Restate the entries word for word, omitting nothing.

________________

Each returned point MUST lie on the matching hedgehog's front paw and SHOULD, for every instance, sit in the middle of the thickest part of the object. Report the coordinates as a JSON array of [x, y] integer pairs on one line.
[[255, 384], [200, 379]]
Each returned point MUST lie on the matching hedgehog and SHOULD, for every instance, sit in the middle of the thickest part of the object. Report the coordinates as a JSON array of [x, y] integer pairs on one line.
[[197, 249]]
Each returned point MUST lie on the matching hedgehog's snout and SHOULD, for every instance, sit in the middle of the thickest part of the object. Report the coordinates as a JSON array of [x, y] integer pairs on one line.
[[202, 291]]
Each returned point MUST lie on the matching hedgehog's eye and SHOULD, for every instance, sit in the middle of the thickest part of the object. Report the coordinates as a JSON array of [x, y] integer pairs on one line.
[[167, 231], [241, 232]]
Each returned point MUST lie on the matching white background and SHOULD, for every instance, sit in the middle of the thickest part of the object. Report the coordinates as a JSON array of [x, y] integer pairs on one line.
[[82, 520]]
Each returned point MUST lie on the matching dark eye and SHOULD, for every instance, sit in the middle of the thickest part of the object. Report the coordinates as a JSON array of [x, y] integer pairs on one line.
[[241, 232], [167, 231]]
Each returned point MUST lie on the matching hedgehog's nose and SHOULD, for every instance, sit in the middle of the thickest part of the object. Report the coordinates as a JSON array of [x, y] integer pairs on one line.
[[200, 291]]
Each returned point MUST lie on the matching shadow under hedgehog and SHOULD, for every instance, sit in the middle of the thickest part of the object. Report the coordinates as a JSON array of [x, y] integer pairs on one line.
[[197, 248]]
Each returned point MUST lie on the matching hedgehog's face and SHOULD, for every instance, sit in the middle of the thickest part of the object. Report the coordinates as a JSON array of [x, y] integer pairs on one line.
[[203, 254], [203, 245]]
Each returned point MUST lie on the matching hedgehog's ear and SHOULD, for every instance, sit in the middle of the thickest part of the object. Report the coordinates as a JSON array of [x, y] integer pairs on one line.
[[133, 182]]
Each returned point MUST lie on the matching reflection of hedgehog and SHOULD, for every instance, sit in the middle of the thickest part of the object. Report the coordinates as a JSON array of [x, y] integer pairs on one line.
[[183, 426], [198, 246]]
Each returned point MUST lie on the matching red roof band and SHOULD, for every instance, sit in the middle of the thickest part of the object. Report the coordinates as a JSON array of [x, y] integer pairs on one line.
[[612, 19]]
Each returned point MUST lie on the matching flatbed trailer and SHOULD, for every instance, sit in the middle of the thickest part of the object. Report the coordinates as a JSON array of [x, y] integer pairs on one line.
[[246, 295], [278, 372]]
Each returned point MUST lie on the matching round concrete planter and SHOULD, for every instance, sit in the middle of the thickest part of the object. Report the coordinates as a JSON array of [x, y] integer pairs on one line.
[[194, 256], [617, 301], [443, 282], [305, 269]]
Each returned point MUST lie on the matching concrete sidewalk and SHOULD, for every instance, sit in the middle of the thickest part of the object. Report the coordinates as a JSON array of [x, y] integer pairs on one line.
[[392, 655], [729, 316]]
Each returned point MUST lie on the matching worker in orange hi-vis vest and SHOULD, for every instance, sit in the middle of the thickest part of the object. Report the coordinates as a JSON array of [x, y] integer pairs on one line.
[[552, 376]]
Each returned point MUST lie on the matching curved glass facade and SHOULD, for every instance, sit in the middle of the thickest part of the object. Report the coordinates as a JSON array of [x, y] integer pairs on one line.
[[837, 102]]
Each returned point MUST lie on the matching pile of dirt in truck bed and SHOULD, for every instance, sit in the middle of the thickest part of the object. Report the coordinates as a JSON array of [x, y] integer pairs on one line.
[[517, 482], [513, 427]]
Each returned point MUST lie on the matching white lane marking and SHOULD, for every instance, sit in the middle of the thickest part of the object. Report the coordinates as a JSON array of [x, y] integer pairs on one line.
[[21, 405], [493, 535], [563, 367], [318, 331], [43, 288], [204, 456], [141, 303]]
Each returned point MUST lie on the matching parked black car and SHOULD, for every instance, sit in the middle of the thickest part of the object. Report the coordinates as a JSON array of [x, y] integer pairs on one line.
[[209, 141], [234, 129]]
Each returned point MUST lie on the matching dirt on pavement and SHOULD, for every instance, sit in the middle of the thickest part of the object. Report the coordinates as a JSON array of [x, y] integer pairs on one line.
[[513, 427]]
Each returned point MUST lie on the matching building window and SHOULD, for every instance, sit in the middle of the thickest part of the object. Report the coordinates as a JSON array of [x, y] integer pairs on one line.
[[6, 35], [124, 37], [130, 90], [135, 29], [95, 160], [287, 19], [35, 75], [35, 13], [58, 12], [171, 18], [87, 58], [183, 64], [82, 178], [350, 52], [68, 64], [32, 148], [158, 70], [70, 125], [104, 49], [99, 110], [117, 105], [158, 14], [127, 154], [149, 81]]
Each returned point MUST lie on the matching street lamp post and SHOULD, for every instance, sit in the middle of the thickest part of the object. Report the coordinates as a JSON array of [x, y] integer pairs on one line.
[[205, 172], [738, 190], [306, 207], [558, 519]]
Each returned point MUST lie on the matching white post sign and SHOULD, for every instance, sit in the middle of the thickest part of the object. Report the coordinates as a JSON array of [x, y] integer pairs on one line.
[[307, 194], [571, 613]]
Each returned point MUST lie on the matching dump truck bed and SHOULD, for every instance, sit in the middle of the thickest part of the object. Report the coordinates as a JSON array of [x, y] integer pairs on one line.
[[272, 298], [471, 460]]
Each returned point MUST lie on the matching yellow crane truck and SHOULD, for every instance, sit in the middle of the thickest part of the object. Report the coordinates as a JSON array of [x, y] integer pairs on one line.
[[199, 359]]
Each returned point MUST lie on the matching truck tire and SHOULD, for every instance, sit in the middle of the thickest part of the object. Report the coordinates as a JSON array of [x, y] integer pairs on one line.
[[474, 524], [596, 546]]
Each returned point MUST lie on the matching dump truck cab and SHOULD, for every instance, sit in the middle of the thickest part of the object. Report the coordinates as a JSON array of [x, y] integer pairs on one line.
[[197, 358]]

________________

» **Written solution**
Each returned point MUST lie on the matching hedgehog's front paw and SHOULD, for every instance, sit in the middle of the thickest part of the object. Report the coordinates as a JSON array of [x, y] integer pairs on one line.
[[255, 384], [200, 379]]
Each returned point MUST lie on the matching hedgehog and SHOULD, for every instance, sit in the middle of the thickest part of the object. Report the coordinates as a JSON array of [x, y] integer pairs on one line.
[[197, 249]]
Each returned point MUST lie on the matching hedgehog's snout and SHOULD, for every instance, sit in the middle of the thickest part of the object. Report the coordinates as a JSON array of [x, y] integer pairs on one line.
[[202, 291]]
Each returned point MUST lie on the matching hedgehog's eye and SHOULD, for every instance, sit in the middle of the thickest part of the object. Report the coordinates as a JSON array of [x, y] integer pairs on one line.
[[167, 231], [241, 232]]
Each returned point MUST lie on the matching white background and SHOULD, for every instance, sit in the middle of the thickest part of the object. Report the coordinates as a JSON array of [x, y] integer pairs on one line.
[[82, 520]]
Each returned point MUST lie on the matching dark eye and SHOULD, for every instance, sit in the middle of the thickest part of the object. Report the coordinates as a JSON array of [x, y] integer pairs on one line.
[[241, 232], [167, 231]]
Each returned point MUST lie on the matching hedgehog's nose and SHOULD, for every instance, sit in the middle of the thickest part of the object. Report the coordinates as a JSON array of [x, y] integer pairs on one line.
[[200, 291]]
Each returned point MUST lie on the matching shadow under hedgehog and SHOULD, for every instance, sit in the middle of the thickest part of the object. Report the coordinates as a JSON array of [x, y] integer pairs on one line.
[[197, 248]]
Each returned point MUST lie on the matching hedgehog's face and SHOULD, for every instance, sit in the middle of the thickest part of the object. Report the coordinates as a JSON array of [x, y] integer pairs on one line.
[[203, 254], [203, 245]]
Each returned point MUST lie on the matching hedgehog's ear and SHOULD, for every instance, sit in the middle of the thickest part of the object. Report the coordinates as a JSON array of [x, y] integer pairs on one line.
[[133, 182]]
Each returned point MUST lie on the matching reflection of hedgehog and SHOULD, for every instance, sit in the middle of the thickest part of the object. Report the coordinates as a JSON array of [x, y] integer pairs on one line.
[[183, 426], [198, 246]]
Each returned point MUST lie on the matching red roof band and SHOULD, for every instance, sit in the middle of the thickest part of the object. Report the coordinates as a JSON array of [x, y] integer pairs on one line.
[[612, 19]]
Each returned point MUST lie on the matching flatbed trailer and SHOULD, for every instance, sit in the middle of the thickest part of the object. Report the coordinates as a JSON array of [x, y] integer pairs on one line.
[[246, 295], [278, 372]]
Each returned point MUST lie on the matching round concrete planter and SHOULD, for every instance, sit in the middle of the thickest part of the object. Report the coordinates as a JSON array of [x, y] integer pairs on one line.
[[194, 256], [617, 301], [443, 282], [305, 269]]
Each returned point MUST lie on the matching concrete sidewalk and SHOULD, for every instance, sit in the middle of the thickest part of the object. Report the coordinates as a JSON array of [x, y] integer pairs on one line.
[[392, 655], [729, 316]]
Each returned point MUST lie on the matching worker in orange hi-vis vest and SHOULD, for every instance, sit in the middle of the thickest part of the object. Report the coordinates as a JSON array of [x, y] integer pairs on one line.
[[552, 376]]
Each returned point MUST lie on the matching curved glass facade and SHOULD, for every instance, sit in the middle of the thickest part of the object. Report the coordinates as a JSON array of [x, y] integer pairs on one line.
[[837, 102]]
Each returned point MUST lie on the matching pile of dirt in truck bed and SHOULD, for every instance, sit in the middle of the thickest part of the object. Report the coordinates as a JSON array of [x, y] integer pairs on one line.
[[517, 482], [513, 427]]
Each returned point MUST lie on the matching white lane marking and SHOULD, for every instance, sit in the middle of the thickest part of the object. Report the coordinates as a JSON array of [x, y] integer pairs on one line.
[[21, 405], [493, 535], [563, 367], [318, 331], [43, 288], [204, 456], [141, 303]]
Each returned point MUST lie on the matching parked black car and SHOULD, for every instance, sit in the middle of the thickest part of the object. Report the coordinates as a JSON array of [x, y] integer pairs on one line.
[[209, 141], [234, 129]]
Each returned point MUST lie on the matching dirt on pavement and SHOULD, for every instance, sit in the middle of the thickest part of the object. Report the coordinates as a JSON array of [x, y] integer pairs on one line.
[[513, 427]]
Each returned point MUST lie on the matching building window and SHOULD, for every instance, sit in the middle of the thickest part of the object. Report the coordinates as a JSON array of [x, y] integer pairs on one line.
[[6, 35], [124, 37], [130, 90], [135, 29], [95, 160], [287, 19], [35, 75], [35, 13], [58, 12], [171, 18], [87, 58], [183, 64], [82, 178], [350, 52], [68, 64], [32, 148], [158, 70], [70, 125], [104, 49], [99, 110], [117, 105], [158, 14], [127, 154], [149, 81]]
Each returned point MUST lie on the matching street lamp post and SHOULD, for every instance, sit in the middle of the thickest part of the object. Report the coordinates as a JSON array of [x, y] integer pairs on one line.
[[205, 172], [738, 190], [306, 207], [558, 519]]
Each returned point MUST lie on the matching white post sign and SHOULD, for every instance, sit in the middle of the thickest part of the object. Report the coordinates as a JSON array of [x, y] integer pairs on one line.
[[307, 194], [571, 613]]
Each returned point MUST lie on the matching dump truck bed and SHOULD, for every instance, sit in the middle of the thickest part of the object. Report the coordinates as a JSON array of [x, y] integer pairs on one line.
[[272, 298], [471, 460]]
Each returned point MUST lie on the matching yellow crane truck and SHOULD, for every instance, sit in the middle of the thickest part of the object. Report the coordinates as a JSON array of [x, y] integer pairs on one line.
[[199, 359]]
Each returned point MUST lie on the matching truck tire and SHOULD, for every instance, sit in the middle of the thickest part of the object. Report the coordinates as a JSON array of [x, y] integer pairs on one line.
[[474, 524], [596, 546]]
Each returned point MUST lie on the matching dump truck cab and SHOULD, for every instance, sit in the middle of the thickest part of the object. Report the coordinates as a JSON array of [x, y] integer pairs on one line.
[[197, 358]]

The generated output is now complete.